We are family

Students and parents: Junior Shaun Larson & language arts teacher Kara Larson; sophomore Jaydon Gibbs & diagnostician Shara Gibbs; junior Dylan McKeon & math teacher Tami McKeon; freshman Jhett Creel & principal Shae Creel; freshman Crislyn Rose, junior ShaNyais Rose & special education teacher ShaTonya King; freshman Abigail Smith & special education teacher Nancy Smith

Ashton Tilley, Writer

Students and parents: Senior Tarynn Luttrull & counselor secretary Tina Luttrull; junior Lauren Lopez, freshman Alyssa Lopez & counselor Linda Lopez; sophomore Noor Damrah & math teacher Moeen Damrah; freshman Madison Littrell & choir director Kristin Poligala.
Students and parents: Sophomore Camryn Parker & social studies teacher Collette Parker; senior Christina Rawlings, sophomore Courtney Rawlings & special education teacher Lisa Rawlings; junior Jackson Halbach & special education teacher Steve Halbach; freshman Holly Hawkins & technology education teacher Paul Hawkins; sophomore Trinity Murdock, senior Rebekah Murdock, language arts teacher Elizabeth Murdock & theatre director Joseph Murdock; senior Samuel Presley & engineering teacher Randy Scrudder; junior Lauren Crook & assistant principal Melinda Crook; senior Dallas Murray & language arts teacher John Murray.

Imagine what it would be like if your parent worked at the same school you attended. If you did anything bad, your parent would surely hear about it from other teachers. Other students might also accuse you of getting special treatment because of a parent.  This is the reality for 26 SHS students. 

Freshman Jhett Creel has the added pressure that his father is Principal Shae Creel.  

“It’s really great to have my dad as the principal because he is a great person, but the downside is that people think he gives me special treatment,” Jhett said.

There’s also the additional time many of these students have to spend at school because their parents have to come early or stay late for meetings and tutorials. 

“I have had a few new experiences this year that include driving with my dad to school and getting to school earlier because of that,” Jhett said. “Sometimes I have to stay late, but it does give me time to do homework.”

**Activity**
According to the article about students whose parents work at their school, how many SHS students are in that situation?

**Source information**
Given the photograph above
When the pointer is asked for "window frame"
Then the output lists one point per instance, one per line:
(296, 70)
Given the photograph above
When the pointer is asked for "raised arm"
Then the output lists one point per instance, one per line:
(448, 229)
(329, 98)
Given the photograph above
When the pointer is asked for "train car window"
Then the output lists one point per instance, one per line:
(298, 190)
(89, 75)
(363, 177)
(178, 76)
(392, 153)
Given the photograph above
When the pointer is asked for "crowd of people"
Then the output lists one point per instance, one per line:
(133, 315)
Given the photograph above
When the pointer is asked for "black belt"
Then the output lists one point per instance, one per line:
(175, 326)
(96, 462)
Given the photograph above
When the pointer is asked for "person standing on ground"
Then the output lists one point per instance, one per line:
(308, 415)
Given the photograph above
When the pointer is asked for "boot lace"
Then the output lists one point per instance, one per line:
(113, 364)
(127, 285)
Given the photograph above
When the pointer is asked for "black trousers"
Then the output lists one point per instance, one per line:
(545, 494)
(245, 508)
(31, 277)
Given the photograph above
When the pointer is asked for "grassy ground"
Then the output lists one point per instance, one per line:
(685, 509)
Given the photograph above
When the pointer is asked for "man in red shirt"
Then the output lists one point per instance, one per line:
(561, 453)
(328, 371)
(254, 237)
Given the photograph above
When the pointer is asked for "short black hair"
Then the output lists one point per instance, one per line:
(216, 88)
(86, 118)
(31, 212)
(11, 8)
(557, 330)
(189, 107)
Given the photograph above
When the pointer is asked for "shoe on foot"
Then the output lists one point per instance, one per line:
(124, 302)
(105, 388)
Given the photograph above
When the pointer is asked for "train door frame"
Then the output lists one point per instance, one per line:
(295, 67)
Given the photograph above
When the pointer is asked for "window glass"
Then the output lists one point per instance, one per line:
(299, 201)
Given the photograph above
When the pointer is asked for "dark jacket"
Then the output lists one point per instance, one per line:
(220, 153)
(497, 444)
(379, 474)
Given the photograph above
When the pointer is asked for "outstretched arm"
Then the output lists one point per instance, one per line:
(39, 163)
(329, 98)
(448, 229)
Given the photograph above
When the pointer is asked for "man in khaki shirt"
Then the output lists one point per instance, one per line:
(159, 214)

**Result below**
26